Martina Schein
Freizeit-Nerd-Grufti

Jung, attraktiv, begabt und unabhängig: Das ist Mia Holl, eine Frau von dreißig Jahren, die sich vor einem Schwurgericht verantworten muss. Zur Last gelegt wird ihr ein Zuviel an Liebe (zu ihrem Bruder), ein Zuviel an Verstand (sie denkt naturwissenschaftlich) und ein Übermaß an geistiger Unabhängigkeit. In einer Gesellschaft, in der die Sorge um den Körper alle geistigen Werte verdrängt hat, reicht diese Innenausstattung aus, um als gefährliches Subjekt eingestuft zu werden. Mia Holl will beweisen, dass ihr Bruder, verurteilt wegen einer angeblichen Vergewaltigung, unschuldig ist. Sie gerät also in Stellung gegen das System, hier "Methode" genannt, auch aus Liebe zu ihrem Bruder, der sich das Leben nahm.
Juli Zeh entwirft in CORPUS DELICTI das spannende Science-Fiction-Szenario einer Gesundheitsdiktatur irgendwann im 21. Jahrhundert. Sie zeichnet ein System, das alle und alles kontrolliert. Gesundheit ist zur höchsten Bürgerpflicht geworden. Die "Methode" verlangt ein festes Sportpensum ebenso wie die Abgabe von Schlaf- und Ernährungsberichten. Buchstäblich über jeden Schritt seiner Bürger ist dieser Staat informiert.
CORPUS DELICTI handelt von höchst aktuellen Fragen: Wie weit kann und wird der Staat individuelle Rechte einschränken? Gibt es ein Recht des Einzelnen auf Widerstand?
Juli Zehs CORPUS DELICTI. EIN PROZESS ist ein visionäres und ungeheuer spannendes Buch über unsere Zukunft - und unsere Gegenwart.
Meine Gedanken zu diesem Buch:
Das Leben ist ein Angebot, das ich in einer solchen Welt garantiert dauerhaft ablehnen würde

Dieses Buch darf ich abends im Bett nicht lesen, denn ich rege mich dermaßen über die beschriebenen Zustände auf, dass ich danach sehr schlecht einschlafe.
Gegen die Überwachungsmaßnahmen der METHODE sind die von Edward Snowden beschriebenen ja direkt Kinderkram. Privatsphäre und Individualität sind in dieser Welt Fremdwörter. Der übermächtige Staat dominiert und kontrolliert alle Lebensbereiche der Menschen. Selbst die Lebensgefährten werden nach immunologischer Verträglichkeit ausgewählt.

» **Aufgeführte Einträge**
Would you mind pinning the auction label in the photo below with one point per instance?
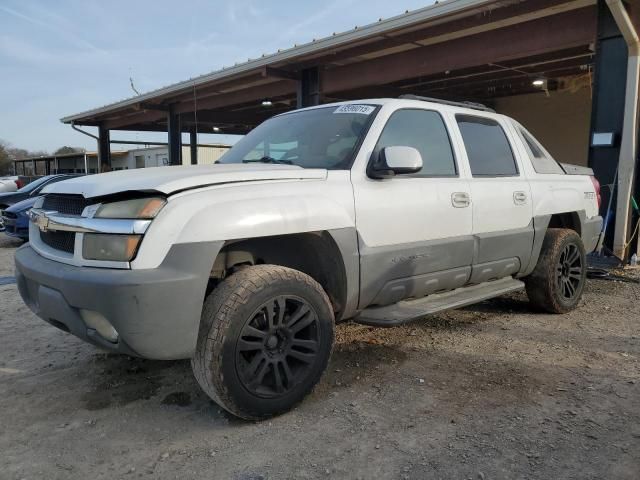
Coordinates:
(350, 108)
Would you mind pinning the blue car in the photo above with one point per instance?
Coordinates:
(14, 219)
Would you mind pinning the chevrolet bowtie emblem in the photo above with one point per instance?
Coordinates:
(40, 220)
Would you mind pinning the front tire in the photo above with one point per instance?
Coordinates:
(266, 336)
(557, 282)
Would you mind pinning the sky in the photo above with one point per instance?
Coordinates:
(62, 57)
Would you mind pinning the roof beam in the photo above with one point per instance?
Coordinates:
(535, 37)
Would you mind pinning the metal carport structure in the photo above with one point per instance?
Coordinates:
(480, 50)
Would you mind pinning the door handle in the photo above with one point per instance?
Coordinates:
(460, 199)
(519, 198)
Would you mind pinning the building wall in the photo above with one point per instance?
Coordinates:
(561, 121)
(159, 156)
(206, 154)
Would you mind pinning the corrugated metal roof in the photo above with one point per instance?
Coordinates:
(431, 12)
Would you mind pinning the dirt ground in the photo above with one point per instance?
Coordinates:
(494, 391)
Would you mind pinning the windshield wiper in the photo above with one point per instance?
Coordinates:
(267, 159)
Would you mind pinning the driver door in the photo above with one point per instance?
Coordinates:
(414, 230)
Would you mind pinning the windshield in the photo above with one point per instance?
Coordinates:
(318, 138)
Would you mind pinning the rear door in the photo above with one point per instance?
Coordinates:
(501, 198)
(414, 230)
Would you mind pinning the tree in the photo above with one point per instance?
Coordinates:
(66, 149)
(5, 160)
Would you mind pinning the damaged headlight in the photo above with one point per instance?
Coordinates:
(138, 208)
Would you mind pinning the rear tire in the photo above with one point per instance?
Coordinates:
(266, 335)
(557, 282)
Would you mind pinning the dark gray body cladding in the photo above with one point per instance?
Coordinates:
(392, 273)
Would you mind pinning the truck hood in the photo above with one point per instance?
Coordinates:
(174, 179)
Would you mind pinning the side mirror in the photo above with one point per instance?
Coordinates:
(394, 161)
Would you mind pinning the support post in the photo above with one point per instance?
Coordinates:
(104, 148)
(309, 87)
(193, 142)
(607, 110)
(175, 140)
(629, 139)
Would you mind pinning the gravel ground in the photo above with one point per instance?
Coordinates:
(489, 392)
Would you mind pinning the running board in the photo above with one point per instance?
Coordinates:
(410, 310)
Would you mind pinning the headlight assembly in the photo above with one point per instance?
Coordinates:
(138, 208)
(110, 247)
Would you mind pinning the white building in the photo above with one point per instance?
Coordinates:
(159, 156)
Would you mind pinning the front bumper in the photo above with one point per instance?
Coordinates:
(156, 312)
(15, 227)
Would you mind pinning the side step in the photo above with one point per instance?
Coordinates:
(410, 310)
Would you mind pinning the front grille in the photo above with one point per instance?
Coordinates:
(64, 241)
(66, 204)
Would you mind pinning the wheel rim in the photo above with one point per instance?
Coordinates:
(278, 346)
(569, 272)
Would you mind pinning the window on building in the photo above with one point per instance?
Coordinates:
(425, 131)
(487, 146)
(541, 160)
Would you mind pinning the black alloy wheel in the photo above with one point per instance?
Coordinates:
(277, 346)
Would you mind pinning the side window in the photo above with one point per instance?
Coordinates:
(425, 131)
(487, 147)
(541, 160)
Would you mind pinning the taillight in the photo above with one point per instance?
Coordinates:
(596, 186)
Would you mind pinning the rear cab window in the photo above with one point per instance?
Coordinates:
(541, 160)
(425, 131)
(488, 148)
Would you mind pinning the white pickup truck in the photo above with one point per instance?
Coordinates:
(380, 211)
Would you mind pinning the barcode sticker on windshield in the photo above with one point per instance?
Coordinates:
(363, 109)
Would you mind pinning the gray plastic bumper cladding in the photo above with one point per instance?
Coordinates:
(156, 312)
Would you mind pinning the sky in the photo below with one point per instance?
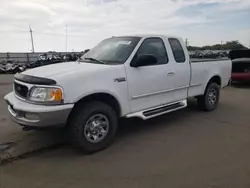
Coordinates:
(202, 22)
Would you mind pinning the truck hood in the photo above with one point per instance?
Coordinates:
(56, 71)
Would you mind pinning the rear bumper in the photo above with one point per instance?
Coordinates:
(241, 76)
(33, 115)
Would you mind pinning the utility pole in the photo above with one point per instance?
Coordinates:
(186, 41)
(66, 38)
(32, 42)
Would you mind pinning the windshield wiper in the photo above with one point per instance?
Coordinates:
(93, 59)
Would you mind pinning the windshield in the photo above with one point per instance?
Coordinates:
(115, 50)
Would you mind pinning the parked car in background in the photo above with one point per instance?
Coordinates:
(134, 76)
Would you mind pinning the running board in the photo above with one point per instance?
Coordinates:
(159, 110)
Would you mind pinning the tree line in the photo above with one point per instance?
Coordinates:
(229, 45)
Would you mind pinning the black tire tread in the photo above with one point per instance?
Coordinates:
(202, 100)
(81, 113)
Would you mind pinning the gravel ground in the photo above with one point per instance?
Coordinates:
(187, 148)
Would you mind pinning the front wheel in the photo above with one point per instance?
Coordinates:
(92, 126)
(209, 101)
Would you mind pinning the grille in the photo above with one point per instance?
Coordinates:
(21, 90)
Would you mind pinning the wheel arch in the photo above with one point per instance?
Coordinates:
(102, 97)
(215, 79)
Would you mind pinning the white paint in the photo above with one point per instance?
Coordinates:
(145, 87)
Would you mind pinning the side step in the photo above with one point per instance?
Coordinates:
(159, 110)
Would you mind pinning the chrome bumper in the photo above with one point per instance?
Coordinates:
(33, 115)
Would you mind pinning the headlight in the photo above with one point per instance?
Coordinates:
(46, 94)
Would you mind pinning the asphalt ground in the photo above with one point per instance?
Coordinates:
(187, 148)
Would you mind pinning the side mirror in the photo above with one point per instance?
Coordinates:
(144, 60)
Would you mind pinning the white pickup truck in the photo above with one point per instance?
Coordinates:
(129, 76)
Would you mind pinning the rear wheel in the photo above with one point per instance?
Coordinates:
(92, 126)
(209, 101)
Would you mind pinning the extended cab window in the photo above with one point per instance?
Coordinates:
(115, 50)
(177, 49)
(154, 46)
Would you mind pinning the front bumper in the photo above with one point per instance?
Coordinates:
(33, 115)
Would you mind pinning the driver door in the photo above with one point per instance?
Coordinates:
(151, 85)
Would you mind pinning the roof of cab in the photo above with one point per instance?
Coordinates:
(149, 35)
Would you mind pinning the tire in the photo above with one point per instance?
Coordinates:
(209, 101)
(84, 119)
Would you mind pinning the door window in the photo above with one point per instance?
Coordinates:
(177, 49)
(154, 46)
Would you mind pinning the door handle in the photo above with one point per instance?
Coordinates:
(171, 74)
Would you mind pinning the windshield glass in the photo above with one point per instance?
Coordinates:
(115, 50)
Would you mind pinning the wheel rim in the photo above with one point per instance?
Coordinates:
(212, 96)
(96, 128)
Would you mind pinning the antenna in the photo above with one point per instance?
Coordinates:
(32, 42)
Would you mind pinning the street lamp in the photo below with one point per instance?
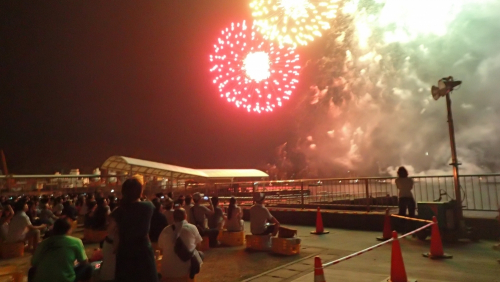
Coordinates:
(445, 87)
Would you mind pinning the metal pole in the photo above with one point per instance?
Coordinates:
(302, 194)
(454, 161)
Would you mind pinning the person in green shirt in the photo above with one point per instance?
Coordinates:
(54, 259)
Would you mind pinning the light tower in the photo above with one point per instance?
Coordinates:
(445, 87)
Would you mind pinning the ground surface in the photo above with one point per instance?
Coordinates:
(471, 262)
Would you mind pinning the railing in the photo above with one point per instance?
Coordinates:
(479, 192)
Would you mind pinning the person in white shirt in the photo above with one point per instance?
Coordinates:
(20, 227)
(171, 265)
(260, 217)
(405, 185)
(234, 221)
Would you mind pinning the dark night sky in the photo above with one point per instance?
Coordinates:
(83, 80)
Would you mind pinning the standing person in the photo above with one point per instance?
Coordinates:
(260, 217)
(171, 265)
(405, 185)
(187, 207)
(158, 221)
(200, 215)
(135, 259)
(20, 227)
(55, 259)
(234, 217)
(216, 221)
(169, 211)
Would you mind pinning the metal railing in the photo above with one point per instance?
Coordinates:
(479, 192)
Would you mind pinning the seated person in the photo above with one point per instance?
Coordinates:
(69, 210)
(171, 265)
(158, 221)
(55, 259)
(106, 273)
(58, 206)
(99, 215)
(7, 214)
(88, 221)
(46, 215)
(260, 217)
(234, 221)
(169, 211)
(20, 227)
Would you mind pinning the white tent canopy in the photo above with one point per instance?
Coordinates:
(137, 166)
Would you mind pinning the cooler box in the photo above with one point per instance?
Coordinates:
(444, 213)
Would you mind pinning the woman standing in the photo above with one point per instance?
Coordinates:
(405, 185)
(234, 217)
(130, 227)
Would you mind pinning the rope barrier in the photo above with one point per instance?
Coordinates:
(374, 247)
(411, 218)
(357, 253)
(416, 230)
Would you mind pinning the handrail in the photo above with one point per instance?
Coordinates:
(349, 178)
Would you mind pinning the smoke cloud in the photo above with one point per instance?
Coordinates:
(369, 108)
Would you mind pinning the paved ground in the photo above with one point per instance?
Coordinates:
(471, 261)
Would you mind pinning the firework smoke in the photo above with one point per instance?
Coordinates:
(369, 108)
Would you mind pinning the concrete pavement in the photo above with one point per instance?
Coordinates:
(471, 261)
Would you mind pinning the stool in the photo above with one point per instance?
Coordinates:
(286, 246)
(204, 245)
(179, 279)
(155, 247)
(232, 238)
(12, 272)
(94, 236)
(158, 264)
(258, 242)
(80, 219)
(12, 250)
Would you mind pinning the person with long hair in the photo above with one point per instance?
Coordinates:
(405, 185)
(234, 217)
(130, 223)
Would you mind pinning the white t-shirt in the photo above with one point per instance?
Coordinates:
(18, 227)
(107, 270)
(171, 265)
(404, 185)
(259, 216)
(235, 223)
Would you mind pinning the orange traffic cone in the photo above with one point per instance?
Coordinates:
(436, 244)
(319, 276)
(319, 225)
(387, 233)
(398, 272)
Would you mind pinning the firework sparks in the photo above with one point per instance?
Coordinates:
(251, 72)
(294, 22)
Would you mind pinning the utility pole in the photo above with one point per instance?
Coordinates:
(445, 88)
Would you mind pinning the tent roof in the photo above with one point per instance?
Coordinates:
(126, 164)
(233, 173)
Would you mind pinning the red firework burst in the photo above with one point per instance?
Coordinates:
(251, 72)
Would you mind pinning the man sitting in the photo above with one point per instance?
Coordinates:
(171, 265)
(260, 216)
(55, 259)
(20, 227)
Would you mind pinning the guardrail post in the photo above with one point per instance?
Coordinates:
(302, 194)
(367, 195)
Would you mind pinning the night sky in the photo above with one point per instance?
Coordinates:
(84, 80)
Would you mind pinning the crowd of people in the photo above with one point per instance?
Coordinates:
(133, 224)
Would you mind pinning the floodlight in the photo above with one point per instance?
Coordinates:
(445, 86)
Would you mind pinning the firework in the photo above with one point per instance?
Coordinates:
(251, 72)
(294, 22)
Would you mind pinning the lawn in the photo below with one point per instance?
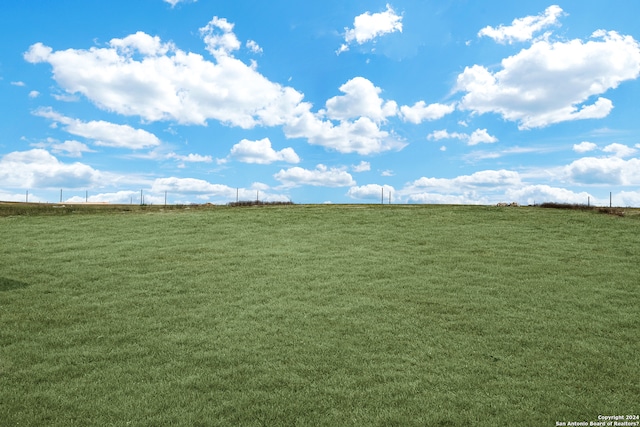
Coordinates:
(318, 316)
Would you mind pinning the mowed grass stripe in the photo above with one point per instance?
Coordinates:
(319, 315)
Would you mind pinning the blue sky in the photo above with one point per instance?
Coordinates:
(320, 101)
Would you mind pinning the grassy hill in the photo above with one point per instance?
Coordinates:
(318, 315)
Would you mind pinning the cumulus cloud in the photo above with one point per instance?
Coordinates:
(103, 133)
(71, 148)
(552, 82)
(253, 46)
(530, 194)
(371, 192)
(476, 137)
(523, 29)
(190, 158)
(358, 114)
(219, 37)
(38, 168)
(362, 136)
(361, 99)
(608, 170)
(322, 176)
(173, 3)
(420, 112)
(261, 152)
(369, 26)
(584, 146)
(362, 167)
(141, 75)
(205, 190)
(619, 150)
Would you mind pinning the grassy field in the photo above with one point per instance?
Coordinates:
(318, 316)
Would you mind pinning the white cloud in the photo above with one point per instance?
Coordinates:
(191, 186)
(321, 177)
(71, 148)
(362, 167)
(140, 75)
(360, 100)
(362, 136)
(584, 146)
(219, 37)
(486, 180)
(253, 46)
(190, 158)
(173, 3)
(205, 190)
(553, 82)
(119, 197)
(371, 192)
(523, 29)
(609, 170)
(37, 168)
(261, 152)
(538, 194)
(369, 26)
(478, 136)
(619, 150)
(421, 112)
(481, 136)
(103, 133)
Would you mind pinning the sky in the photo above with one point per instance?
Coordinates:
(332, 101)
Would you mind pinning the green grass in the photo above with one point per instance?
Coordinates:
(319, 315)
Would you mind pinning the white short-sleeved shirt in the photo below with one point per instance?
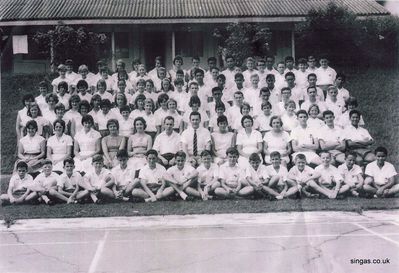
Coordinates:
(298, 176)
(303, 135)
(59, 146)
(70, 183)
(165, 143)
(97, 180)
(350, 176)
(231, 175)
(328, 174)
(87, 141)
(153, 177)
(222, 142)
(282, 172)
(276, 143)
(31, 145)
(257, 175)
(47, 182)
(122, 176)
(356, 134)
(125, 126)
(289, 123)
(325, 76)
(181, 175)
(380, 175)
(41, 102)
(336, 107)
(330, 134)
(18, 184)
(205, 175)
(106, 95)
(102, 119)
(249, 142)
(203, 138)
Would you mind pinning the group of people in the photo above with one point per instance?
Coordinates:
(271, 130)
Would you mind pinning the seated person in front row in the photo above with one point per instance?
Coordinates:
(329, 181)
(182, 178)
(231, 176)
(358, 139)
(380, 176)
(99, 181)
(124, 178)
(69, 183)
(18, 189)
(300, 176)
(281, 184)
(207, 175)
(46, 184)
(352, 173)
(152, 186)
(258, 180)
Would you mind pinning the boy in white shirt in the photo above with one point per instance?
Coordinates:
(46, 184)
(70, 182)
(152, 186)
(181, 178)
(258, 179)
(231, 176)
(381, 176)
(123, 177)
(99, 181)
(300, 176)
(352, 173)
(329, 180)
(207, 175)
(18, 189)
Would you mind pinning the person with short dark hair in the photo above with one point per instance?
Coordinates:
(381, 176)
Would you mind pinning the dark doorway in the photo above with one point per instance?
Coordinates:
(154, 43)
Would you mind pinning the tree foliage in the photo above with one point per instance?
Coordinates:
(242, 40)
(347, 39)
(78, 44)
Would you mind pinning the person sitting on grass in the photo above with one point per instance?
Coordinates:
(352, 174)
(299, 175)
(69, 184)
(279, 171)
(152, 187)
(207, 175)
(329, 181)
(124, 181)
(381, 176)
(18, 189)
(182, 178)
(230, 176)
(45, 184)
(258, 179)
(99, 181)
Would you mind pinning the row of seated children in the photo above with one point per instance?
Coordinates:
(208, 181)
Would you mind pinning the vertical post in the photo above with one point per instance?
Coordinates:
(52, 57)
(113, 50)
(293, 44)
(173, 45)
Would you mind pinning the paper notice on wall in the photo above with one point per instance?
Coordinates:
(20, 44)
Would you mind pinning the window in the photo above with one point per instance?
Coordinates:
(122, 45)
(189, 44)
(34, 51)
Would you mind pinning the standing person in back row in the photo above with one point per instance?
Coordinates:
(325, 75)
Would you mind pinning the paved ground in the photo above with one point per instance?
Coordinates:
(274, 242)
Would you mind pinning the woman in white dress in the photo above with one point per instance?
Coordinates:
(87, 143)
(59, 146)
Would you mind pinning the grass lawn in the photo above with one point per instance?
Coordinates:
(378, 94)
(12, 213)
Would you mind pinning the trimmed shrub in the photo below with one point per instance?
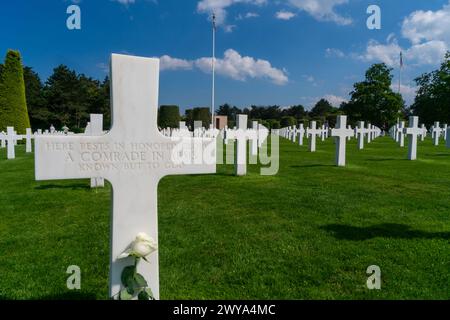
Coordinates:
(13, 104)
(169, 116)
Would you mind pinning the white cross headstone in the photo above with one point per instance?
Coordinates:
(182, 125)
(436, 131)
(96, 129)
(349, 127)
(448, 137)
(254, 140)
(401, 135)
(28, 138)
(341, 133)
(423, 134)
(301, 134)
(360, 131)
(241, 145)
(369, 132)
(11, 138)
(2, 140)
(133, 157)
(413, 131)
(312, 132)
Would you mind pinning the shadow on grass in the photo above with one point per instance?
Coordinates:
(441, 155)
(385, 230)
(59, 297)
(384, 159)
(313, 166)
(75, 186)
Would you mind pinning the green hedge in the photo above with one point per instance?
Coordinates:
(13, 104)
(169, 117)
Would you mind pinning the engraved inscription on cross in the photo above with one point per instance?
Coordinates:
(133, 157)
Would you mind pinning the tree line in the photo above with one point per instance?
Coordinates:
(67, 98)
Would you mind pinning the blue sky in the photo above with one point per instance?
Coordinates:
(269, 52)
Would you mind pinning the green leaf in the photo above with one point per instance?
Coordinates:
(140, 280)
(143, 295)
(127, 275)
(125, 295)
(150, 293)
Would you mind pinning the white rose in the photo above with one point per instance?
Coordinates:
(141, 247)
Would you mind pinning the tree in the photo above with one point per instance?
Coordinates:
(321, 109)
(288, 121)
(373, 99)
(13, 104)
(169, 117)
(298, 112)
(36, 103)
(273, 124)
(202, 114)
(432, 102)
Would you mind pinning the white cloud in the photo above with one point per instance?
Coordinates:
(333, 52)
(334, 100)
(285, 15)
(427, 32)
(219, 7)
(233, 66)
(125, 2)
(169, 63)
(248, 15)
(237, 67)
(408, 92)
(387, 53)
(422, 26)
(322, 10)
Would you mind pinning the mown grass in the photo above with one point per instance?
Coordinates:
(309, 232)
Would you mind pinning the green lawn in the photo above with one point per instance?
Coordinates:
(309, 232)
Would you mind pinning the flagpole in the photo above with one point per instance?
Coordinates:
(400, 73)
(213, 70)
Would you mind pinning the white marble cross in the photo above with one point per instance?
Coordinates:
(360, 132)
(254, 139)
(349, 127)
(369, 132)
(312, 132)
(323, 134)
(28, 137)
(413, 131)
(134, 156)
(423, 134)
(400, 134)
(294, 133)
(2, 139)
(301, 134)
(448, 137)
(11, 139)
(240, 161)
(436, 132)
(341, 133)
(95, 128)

» **Erforderlicher Schritt 1**
Welche Berichte verlangt die „Methode“ laut dem Textauszug zu CORPUS DELICTI von den Bürgern?
» **Erforderlicher Schritt 2**
Führen Sie den Textauszug über CORPUS DELICTI im Anschluss an seinen letzten Satz weiter.
Die Auflistung ist eigenständiges Material und gehört nicht zum Textauszug.

» **Antwortfeld 1**
Schlaf- und Ernährungsberichte.

» **Antwortfeld 2**
In einer solchen Welt will ich nicht leben. Ein Leben ohne Krankheiten und Schmerzen ist für mich nicht gleichbedeutend mit Zufriedenheit und Glück.
Was für eine Arroganz hinter der METHODE steckt. Nichts und Niemand ist unfehlbar.
Wir können nach Vollkommenheit und Unfehlbarkeit streben, werden beides jedoch nie erreichen. Und wäre es doch möglich, nach was sollten wir dann noch streben?
Selbst Kramer gesteht Lücken im System ein. Für mich beißt sich die Katze da selbst in den Schwanz. Entweder etwas ist perfekt oder eben nicht. Aber wirkliche Perfektion gibt es nicht, daher ist auch nichts von Menschenhand Geschaffene unfehlbar.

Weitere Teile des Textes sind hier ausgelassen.